-- Begin Supplied text --
A balanced agenda

Click here - 26th Annual Global CEO Survey: India perspective

How much time and money are you investing in the future?

To effectively navigate the dual challenge of dealing with the present while preparing for the future, CEOs must perform a balancing act that starts with their own calendars. It appears that for 26% of India CEOs, driving current operating performance ‘actually’ consumes the biggest share of their time. Asked how they would ideally allocate their time if they could start with a blank calendar, 24% of India CEOs say that they would like to spend more time evolving their business and its strategy to meet future demands and 19%, ideally engaging with and mentoring/developing employees.

It is also clear from the responses that technology- and reinvention-oriented investments are a top priority for many CEOs. Around 85% of India respondents are investing in upskilling their workforce in priority areas, 82% in automating processes and 81% in deploying technology such as cloud and AI over the next 12 months.

Asked to what extent the different investment areas are needed to preserve their current business and to reinvent for the future, both global and India CEOs flag investments in deploying advanced technologies as a priority for reinventing the business for the future.

Base: Those respondents who are making an investment in any of these areas in the next 12 months

A balanced agenda

“The power sector has huge growth potential and is poised to move to the next level with a laser focus on renewable sources and their integration with digital technologies, including storage, smart grid, smart metering and other integrated solutions. These can help the country leapfrog from conventional generation, transmission and distribution to a more distributed power generation and electricity service model providing better quality service to consumers.”

– Dr. Praveer Sinha, CEO and Managing Director, Tata Power Co. Ltd

Constantly evolving technologies make upskilling a challenge in today’s world. A range of social jobs are also growing in demand because of certain trends that may influence the future composition of labour markets. According to the World Economic Forum’s 'The Future of Jobs Report 2020',12 the adoption of new technologies will entail upskilling for 50% of all workers by 2025.
-- End Supplied text --
- [What to do]
Answer these questions from the CEO survey text above.
(a) What percentage of India CEOs say driving current operating performance actually takes the biggest share of their time?
(b) What percentage of India respondents are investing in automating processes over the next 12 months?
(c) Who is quoted on the growth potential of the power sector, and what position does that person hold?
-- Begin Data lines --
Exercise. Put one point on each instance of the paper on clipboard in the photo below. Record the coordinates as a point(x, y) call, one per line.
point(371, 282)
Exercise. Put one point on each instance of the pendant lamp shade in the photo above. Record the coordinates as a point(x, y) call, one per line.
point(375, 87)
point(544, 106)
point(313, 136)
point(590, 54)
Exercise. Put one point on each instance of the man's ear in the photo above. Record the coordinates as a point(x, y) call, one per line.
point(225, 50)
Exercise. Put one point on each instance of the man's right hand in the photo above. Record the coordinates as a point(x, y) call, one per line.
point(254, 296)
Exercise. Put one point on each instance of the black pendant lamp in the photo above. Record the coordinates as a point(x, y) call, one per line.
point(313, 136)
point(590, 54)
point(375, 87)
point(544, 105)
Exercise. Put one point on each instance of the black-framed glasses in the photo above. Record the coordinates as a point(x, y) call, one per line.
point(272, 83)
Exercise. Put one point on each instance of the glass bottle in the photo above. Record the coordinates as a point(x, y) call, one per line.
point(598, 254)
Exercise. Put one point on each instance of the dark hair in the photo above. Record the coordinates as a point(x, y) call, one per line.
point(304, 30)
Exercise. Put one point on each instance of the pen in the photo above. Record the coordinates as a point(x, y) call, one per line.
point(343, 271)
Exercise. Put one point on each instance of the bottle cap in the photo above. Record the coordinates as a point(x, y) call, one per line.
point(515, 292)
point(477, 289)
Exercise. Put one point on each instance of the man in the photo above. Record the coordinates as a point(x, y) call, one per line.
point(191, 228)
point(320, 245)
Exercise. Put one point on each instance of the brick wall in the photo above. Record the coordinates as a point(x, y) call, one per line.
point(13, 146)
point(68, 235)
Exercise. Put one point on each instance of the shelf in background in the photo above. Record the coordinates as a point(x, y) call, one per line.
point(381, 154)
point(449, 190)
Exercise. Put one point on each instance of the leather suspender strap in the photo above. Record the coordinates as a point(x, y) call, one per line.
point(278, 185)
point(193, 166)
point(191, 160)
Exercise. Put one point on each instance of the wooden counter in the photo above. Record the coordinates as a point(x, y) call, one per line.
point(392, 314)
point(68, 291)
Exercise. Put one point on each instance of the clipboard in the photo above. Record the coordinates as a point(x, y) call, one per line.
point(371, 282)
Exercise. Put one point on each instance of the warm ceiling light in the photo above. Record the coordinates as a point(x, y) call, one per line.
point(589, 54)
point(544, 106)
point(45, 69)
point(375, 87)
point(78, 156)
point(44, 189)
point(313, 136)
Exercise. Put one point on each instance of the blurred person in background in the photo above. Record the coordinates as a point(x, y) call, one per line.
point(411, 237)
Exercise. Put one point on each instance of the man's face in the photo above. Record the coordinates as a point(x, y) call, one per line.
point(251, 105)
-- End Data lines --
- [Solution to this task]
(a) 26%
(b) 82%
(c) Dr. Praveer Sinha, CEO and Managing Director of Tata Power Co. Ltd